[REQUIRED WORK] Which lines of the listing below contain the string "format"? Show each of them in full.

[ROWS]
================================
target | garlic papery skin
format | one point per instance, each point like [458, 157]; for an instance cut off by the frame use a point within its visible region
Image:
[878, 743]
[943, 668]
================================
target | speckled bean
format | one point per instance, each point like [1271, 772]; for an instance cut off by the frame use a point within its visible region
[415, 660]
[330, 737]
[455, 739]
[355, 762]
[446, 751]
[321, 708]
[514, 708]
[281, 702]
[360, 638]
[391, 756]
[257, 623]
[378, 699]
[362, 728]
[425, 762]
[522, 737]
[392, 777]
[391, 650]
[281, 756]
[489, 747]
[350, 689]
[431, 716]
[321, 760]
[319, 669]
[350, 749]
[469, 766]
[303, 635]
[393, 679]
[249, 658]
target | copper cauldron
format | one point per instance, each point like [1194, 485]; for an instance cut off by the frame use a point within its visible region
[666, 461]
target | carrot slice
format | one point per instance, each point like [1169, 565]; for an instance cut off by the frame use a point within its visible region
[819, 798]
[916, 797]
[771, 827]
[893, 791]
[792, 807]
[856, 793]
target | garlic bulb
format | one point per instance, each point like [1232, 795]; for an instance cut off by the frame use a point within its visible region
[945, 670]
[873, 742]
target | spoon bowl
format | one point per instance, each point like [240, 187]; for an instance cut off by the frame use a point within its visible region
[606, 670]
================================
[WORKED ANSWER]
format | one point per instance, each point like [458, 157]; for an instance cut off by the frame use a point within its visible region
format | one point per instance, each point like [1271, 772]; for an instance cut off by the frame use a point within its visible region
format | one point per instance, each point like [1194, 485]; for an instance cut off by the frame use a point within its visible region
format | one point per instance, each point like [1169, 565]; for an instance cut off by the frame use a point within its visible region
format | one point per instance, each point like [1232, 795]; for an instance cut off by the frame use a point within its visible region
format | one point per instance, each point like [240, 187]; for an instance cut off by the frame use a point within its visible region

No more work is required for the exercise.